## Problems to solve
(1) Reproduce word for word the part of the passage on phablets starting with "These devices are" and going on through "than previous generations.".
(2) Translate this sentence from the passage on phablets into Spanish: "As a result, the 6 Plus, the Note 4 and the Nexus 6 are roughly the same size, give or take a few millimeters."

## Document passage
________________________________________

These devices are part of a new product type, the ‘phablet,’ between a phone and a tablet in size, that has forced even mighty Apple to reverse its design course, making its superb new iPhone 6 and 6 Plus models much larger than previous generations.
As a result, the 6 Plus, the Note 4 and the Nexus 6 are roughly the same size, give or take a few millimeters. Their screen sizes are all between 5.5 and 6 inches in size (measured diagonally like a TV screen). The Apple product continues to earn glowing reviews for build quality, software integration and array of apps and games. But as the Note 4 and Nexus family show, there are plenty of top-notch Android-based challengers, and more people making and watching mobile content on devices such as those.
The Galaxy Note family has already had some significant time in Hollywood’s eye, pushed aggressively by Samsung at many entertainment venues. Ellen DeGeneres pulled out the predecessor Note 3 at the Oscars in March when she took the Selfie Seen Around The World. More recently, Samsung took over a Beverly Hills mansion, connecting the just-launched Note 4 and its other mobile products over a long weekend of parties and events with young Hollywood “influencers” such as Rumer Willis.

________________________________________

## Material

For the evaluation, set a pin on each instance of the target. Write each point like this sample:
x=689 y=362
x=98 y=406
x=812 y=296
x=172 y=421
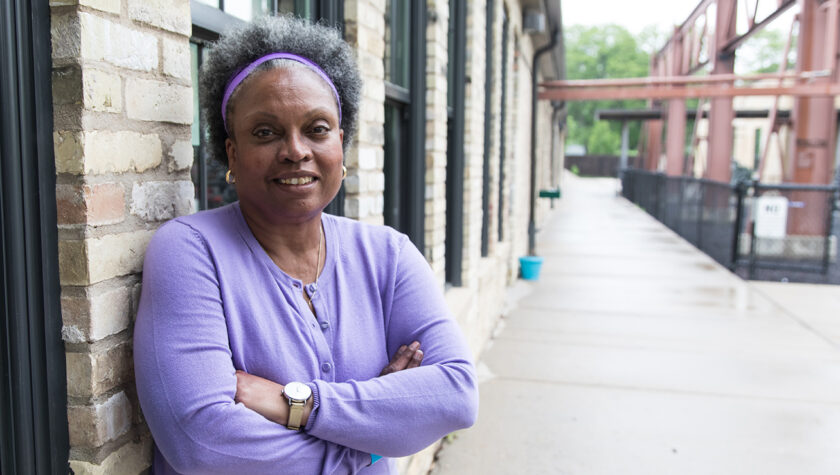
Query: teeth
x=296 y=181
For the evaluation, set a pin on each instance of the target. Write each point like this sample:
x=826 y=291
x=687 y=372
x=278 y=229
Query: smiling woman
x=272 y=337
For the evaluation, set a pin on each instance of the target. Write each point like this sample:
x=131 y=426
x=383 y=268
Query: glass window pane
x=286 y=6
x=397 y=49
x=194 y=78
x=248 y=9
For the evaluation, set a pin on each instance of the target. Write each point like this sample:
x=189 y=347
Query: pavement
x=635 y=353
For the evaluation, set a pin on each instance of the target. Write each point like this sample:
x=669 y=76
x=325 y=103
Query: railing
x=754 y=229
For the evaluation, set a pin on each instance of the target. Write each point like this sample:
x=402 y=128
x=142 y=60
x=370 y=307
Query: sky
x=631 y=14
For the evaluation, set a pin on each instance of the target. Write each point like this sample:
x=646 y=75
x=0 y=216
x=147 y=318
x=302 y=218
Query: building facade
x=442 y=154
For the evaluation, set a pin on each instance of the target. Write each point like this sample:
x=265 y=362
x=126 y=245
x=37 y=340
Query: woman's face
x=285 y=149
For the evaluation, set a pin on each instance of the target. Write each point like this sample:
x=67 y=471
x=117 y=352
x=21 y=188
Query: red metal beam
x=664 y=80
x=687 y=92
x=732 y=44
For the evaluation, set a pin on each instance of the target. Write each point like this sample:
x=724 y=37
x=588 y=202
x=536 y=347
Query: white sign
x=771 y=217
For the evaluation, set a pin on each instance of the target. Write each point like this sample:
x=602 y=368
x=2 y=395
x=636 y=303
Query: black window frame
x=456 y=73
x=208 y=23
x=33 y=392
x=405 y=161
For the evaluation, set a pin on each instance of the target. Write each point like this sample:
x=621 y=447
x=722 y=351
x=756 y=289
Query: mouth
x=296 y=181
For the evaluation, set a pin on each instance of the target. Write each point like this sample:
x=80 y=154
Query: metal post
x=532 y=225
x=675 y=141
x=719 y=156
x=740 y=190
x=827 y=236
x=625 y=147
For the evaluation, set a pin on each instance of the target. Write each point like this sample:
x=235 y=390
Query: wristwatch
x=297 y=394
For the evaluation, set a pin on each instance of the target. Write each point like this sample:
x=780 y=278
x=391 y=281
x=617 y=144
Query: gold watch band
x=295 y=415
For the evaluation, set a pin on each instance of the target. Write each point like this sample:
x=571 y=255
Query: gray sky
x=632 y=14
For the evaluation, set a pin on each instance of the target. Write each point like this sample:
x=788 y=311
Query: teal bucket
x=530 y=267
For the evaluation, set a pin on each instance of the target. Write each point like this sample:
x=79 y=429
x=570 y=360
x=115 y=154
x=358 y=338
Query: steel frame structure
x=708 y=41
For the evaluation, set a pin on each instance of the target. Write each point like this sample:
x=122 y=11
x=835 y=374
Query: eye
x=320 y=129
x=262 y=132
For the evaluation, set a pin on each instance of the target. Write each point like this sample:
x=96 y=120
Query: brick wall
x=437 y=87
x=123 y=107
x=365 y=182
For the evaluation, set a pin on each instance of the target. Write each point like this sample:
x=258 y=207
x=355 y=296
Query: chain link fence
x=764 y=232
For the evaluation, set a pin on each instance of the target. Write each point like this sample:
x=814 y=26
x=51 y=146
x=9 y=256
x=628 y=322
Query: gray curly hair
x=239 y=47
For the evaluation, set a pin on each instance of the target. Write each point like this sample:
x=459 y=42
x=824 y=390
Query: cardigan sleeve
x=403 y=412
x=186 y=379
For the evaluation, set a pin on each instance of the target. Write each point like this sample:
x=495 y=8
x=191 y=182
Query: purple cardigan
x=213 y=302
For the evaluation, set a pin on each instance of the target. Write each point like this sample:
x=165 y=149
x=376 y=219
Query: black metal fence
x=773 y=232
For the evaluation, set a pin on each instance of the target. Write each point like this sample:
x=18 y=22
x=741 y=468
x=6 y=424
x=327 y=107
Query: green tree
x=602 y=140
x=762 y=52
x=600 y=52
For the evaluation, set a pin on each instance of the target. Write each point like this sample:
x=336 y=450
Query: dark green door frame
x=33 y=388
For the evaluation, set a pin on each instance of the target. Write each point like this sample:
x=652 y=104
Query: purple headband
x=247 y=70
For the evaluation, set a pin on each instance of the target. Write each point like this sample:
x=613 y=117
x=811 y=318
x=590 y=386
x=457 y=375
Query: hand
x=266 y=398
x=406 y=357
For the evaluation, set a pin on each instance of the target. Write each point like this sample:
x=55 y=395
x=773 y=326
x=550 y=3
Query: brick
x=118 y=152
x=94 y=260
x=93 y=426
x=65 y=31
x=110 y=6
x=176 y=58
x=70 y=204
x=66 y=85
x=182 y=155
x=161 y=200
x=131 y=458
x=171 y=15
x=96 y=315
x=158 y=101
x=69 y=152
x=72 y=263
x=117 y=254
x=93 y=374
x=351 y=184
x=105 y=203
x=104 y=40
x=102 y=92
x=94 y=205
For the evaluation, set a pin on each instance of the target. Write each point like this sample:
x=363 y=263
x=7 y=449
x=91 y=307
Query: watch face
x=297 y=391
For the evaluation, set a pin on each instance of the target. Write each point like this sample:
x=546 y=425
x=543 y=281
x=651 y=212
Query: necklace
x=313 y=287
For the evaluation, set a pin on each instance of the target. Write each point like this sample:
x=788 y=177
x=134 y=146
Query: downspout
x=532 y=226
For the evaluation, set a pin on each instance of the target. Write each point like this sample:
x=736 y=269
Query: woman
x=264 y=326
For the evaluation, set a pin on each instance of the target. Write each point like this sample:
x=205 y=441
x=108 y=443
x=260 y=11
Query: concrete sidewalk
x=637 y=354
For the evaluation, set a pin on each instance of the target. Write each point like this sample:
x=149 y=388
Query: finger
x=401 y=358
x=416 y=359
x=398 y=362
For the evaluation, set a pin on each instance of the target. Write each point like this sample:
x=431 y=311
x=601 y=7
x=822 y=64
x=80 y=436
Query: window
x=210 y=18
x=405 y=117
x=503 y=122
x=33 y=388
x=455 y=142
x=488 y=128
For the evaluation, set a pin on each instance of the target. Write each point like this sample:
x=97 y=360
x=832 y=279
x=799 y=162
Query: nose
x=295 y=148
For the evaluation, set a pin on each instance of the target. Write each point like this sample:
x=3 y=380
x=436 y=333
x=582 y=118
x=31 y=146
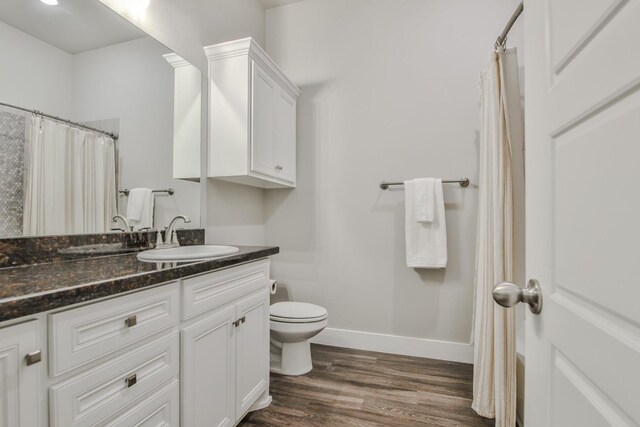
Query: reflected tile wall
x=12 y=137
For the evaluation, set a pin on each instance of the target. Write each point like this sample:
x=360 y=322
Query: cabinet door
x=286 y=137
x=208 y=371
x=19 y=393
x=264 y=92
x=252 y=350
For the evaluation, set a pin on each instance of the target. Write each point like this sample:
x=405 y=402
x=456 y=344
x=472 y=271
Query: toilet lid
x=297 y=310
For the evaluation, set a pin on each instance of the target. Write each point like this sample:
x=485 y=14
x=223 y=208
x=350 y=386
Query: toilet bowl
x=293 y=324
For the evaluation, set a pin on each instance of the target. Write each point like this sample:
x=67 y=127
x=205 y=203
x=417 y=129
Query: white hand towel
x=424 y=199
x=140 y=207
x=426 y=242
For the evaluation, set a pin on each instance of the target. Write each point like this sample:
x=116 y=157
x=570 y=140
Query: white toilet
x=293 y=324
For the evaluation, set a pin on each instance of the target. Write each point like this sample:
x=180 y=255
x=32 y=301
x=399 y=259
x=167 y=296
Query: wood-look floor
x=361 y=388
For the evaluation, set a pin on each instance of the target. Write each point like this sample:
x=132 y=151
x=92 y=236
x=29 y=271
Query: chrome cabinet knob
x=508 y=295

________________________________________

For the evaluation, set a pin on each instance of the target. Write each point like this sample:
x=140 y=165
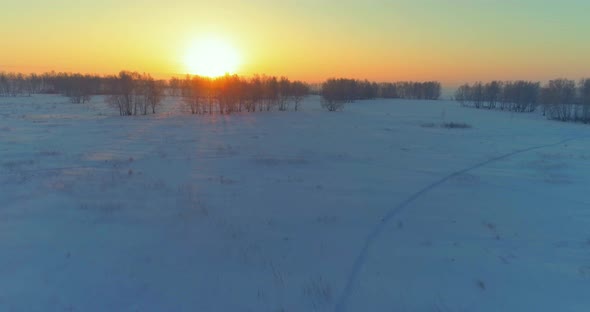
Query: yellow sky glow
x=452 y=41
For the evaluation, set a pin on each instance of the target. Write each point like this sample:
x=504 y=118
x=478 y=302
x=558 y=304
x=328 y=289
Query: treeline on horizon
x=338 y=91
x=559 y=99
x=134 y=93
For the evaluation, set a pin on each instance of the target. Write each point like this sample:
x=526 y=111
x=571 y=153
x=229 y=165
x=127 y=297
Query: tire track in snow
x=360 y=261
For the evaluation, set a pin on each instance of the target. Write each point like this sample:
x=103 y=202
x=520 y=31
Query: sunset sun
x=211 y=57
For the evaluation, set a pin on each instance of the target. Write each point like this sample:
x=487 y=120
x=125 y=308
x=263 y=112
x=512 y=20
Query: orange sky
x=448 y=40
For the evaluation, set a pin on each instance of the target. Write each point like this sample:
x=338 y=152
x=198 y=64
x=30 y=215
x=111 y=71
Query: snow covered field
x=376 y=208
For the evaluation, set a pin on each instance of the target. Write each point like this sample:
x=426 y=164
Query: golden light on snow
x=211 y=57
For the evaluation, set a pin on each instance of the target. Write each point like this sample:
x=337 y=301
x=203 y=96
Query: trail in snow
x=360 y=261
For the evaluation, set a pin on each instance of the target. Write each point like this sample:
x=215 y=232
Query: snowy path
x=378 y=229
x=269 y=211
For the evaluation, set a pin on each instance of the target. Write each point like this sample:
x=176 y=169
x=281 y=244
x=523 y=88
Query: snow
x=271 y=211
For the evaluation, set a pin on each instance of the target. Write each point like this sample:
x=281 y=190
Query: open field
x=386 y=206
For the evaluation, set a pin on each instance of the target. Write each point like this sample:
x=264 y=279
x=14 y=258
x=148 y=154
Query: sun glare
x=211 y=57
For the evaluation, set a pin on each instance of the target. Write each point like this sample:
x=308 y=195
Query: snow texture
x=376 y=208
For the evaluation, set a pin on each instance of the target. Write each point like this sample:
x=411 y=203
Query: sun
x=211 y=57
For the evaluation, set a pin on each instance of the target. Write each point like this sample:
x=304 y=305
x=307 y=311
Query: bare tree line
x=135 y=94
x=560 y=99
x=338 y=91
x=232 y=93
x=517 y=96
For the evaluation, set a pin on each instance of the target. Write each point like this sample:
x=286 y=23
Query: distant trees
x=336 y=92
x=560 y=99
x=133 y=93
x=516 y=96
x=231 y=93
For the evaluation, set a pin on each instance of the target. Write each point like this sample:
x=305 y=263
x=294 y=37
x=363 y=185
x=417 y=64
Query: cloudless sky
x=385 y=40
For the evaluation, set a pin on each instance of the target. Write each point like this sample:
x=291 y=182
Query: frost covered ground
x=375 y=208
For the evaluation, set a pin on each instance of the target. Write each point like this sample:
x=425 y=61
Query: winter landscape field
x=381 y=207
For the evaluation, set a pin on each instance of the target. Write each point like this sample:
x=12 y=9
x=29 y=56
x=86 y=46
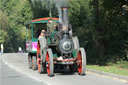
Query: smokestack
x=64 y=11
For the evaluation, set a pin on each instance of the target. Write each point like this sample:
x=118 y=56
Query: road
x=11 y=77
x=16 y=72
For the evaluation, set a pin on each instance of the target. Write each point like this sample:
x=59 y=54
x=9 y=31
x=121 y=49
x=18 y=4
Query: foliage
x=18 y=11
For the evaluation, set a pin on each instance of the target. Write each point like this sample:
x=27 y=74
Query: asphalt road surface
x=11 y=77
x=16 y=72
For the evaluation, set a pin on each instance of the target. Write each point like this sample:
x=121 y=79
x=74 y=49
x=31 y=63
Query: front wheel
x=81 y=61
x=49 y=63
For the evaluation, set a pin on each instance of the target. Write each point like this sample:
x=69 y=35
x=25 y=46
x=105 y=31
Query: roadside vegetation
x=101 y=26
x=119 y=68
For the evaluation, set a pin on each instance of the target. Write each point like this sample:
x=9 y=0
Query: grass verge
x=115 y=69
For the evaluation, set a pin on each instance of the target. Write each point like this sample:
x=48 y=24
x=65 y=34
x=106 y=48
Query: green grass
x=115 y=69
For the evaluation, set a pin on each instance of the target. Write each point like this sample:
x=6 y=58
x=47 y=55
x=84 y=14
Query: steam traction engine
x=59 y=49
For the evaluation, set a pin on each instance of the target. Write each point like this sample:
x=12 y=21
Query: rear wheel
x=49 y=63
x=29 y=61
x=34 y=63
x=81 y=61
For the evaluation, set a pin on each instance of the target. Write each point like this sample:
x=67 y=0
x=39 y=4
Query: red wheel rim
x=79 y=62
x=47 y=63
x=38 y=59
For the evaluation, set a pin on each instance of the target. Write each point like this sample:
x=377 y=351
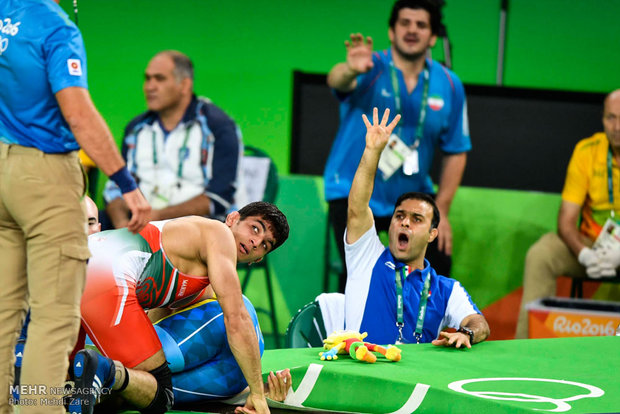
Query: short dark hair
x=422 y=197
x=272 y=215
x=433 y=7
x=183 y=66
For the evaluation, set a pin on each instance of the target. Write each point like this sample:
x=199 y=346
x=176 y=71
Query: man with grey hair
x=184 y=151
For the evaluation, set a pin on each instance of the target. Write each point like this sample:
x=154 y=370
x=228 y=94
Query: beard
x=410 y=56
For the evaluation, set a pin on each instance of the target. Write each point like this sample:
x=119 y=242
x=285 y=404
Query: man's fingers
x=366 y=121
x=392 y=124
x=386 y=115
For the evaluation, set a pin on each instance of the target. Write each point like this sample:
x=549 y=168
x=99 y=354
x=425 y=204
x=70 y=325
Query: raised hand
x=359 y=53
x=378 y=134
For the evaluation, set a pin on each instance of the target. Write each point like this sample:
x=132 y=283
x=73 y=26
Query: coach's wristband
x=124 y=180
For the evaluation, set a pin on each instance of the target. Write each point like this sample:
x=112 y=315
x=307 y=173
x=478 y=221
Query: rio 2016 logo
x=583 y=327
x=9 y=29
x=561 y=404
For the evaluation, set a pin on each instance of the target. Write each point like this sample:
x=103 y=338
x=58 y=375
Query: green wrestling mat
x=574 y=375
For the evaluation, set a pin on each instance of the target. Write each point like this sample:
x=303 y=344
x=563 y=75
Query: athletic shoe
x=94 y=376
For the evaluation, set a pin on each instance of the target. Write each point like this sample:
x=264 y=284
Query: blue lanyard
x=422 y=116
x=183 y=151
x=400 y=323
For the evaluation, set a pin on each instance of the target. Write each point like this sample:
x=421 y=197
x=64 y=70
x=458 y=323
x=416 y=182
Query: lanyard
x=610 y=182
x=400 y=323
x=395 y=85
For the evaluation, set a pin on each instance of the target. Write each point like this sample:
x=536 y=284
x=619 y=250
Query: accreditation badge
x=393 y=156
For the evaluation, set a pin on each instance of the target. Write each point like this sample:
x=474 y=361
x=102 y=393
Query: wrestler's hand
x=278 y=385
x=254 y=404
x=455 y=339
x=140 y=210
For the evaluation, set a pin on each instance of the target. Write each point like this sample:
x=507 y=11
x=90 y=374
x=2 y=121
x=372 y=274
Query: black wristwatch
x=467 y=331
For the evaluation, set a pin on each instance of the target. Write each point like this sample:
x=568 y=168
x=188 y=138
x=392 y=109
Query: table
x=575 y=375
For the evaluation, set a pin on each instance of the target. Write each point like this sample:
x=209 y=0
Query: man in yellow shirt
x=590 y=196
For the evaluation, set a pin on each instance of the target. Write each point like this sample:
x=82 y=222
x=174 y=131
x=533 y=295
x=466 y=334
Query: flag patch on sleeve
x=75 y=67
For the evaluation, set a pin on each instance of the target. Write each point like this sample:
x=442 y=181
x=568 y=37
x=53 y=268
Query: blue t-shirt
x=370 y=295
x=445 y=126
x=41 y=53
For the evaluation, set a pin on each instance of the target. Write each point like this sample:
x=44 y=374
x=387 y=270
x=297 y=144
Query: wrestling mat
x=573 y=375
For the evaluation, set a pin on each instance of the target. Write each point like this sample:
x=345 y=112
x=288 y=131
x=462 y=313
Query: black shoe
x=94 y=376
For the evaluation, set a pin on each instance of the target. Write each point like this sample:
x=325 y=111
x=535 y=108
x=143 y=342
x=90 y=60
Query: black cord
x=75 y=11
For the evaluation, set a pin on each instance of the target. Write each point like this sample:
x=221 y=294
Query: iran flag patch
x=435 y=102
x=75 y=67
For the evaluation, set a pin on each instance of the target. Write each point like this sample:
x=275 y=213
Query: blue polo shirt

________________________________________

## Correct answers
(1)
These devices are part of a new product type, the ‘phablet,’ between a phone and a tablet in size, that has forced even mighty Apple to reverse its design course, making its superb new iPhone 6 and 6 Plus models much larger than previous generations.

(2) Como resultado, el 6 Plus, el Note 4 y el Nexus 6 tienen aproximadamente el mismo tamaño, con unos pocos milímetros de diferencia.